• **Your tasks**:
A. Name every person whose own words are quoted in the text on pursuing peace.
B. Repeat the passage of the text on pursuing peace from "We have been, I" to "to even pursue.", word for word.
C. Summarize the text on pursuing peace in two sentences.

----- Document segment -----

We have been, I think, living through a time—the first time—in which the specific support of political candidates has fractured, actually fractured, families. People who have been dear friends from childhood no longer even speak to each other. And yet, many of us claim to belong to religions that teach peace, love and an obligation to pursue them above all else. In Christianity, Christ Jesus is hailed ’The Prince of Peace.” However, it can remain woefully hard to find. Or difficult to even pursue.

Sometimes, it helps to listen to what others have experienced as they have struggled, yet steadfastly pursued peace.

Mahatma Gandhi, as he struggled against the caste system and the colonialism of India with its denigration of the dignity of his fellow citizens, said, “Each one has to find his peace from within. And peace to be real must be unaffected by outside circumstances.”

Eleanor Roosevelt, the revered first lady and humanitarian for human rights, gave the feeling of rolling up her sleeves and cutting away the warm fuzzies by stating, “It isn’t enough to talk about peace. One must believe in it. And it isn’t enough to believe in it. One must work at it.”

Ronald Reagan, who came head to head with the Soviet Union, declaring that it “runs against the tide of history by denying human freedom and human dignity to its citizens,” also remarked, “Peace is not the absence of conflict, it is the ability to handle conflict by peaceful means.”

John Lewis, and those who were marching with him in 1965, peacefully demonstrating for the right to vote—the very right that millions of us have never thought twice about having the right to do—that peace was assaulted as Lewis and countless other marchers were brutally beaten as they crossed the Edmund Pettus bridge. Undeterred, his words still ring true: “Not one of us can rest, be happy, be at home, be at peace with ourselves, until we end hatred and division.”

Both political parties picked up seats they are grateful for following election night.

But I am most grateful for the peace “that passes all understanding.”

----- Recorded information -----

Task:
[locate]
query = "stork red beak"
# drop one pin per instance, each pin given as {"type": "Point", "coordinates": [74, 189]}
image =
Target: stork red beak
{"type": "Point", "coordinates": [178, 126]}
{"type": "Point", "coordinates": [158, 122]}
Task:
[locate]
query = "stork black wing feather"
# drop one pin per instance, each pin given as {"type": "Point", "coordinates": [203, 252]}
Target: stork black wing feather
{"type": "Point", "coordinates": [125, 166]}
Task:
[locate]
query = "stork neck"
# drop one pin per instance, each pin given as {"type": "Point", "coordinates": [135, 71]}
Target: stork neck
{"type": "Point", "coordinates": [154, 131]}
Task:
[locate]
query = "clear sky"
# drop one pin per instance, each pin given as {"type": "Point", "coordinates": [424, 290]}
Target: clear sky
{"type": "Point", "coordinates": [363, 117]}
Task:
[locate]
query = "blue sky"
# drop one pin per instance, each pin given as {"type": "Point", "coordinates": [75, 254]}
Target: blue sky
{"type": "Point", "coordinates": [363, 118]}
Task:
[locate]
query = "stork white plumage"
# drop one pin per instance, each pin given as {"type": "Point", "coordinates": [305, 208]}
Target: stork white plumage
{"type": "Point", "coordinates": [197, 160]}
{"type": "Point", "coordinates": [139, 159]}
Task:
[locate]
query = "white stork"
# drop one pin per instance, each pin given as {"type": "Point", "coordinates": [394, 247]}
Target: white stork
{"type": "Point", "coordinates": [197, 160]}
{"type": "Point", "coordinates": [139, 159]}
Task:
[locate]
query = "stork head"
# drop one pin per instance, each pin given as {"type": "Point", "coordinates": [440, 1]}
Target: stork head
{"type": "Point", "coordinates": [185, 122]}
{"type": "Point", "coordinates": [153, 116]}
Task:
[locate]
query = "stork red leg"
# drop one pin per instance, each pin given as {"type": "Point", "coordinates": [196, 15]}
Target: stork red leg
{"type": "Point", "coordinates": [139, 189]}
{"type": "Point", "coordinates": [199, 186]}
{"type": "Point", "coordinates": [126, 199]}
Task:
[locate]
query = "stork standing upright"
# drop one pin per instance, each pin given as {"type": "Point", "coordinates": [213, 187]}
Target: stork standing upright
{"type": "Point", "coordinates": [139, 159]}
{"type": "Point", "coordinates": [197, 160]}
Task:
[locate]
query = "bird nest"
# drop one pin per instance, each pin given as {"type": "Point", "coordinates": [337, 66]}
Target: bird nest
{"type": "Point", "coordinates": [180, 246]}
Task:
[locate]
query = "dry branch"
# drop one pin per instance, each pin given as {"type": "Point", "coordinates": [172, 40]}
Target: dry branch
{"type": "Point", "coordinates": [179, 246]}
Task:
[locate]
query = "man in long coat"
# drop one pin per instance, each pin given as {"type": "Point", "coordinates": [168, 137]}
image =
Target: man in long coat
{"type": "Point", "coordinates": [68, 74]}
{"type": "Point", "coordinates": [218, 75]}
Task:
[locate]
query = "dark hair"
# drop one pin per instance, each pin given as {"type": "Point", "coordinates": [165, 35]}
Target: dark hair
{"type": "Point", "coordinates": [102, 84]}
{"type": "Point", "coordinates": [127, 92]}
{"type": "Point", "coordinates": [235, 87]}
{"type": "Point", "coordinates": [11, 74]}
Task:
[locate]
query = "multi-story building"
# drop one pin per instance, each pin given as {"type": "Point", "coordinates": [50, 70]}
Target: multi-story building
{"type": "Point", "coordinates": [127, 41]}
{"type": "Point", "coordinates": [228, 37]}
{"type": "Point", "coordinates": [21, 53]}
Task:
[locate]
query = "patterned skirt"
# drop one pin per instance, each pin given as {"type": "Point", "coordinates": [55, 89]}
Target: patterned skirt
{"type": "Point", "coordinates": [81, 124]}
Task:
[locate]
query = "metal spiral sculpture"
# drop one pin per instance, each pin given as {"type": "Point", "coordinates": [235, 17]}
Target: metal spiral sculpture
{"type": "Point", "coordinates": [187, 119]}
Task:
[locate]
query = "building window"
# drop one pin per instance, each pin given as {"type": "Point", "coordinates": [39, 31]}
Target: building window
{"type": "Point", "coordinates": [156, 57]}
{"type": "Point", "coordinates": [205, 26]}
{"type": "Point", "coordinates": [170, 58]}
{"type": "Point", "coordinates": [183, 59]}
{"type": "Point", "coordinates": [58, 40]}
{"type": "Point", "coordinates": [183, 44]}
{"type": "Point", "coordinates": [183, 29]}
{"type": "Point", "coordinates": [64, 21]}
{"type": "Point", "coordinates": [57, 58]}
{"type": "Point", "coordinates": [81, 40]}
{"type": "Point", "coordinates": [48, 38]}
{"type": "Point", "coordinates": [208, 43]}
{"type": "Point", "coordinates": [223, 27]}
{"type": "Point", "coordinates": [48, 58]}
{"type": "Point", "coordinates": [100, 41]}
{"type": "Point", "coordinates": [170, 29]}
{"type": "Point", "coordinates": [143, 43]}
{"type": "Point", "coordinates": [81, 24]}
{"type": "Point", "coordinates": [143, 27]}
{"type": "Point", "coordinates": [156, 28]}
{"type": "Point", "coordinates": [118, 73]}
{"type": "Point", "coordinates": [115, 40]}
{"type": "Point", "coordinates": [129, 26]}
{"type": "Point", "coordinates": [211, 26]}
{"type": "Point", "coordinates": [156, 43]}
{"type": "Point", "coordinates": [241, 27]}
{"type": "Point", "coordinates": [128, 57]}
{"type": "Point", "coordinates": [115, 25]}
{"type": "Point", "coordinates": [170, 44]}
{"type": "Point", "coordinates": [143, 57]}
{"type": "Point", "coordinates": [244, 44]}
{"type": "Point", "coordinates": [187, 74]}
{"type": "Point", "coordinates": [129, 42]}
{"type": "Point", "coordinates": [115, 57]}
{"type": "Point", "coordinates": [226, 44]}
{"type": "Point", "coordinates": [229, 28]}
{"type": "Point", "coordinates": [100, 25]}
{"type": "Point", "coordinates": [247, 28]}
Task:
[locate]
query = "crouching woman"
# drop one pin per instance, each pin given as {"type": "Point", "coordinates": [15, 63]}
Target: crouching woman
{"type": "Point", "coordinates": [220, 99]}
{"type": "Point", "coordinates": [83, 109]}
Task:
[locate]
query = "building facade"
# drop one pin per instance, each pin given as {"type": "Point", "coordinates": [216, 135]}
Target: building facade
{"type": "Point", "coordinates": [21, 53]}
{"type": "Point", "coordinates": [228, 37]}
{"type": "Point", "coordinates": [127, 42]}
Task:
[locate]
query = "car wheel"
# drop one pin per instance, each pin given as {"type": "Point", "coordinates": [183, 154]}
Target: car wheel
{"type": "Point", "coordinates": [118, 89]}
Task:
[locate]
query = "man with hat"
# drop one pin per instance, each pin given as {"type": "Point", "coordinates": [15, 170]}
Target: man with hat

-----

• **The replies**:
A. Mahatma Gandhi, Eleanor Roosevelt, Ronald Reagan, John Lewis

B.
We have been, I think, living through a time—the first time—in which the specific support of political candidates has fractured, actually fractured, families. People who have been dear friends from childhood no longer even speak to each other. And yet, many of us claim to belong to religions that teach peace, love and an obligation to pursue them above all else. In Christianity, Christ Jesus is hailed ’The Prince of Peace.” However, it can remain woefully hard to find. Or difficult to even pursue.

C. The text observes that support for political candidates has fractured families and friendships, even though many people belong to religions that teach peace. It then quotes Mahatma Gandhi, Eleanor Roosevelt, Ronald Reagan and John Lewis on peace, and closes with the writer's gratitude for the peace "that passes all understanding."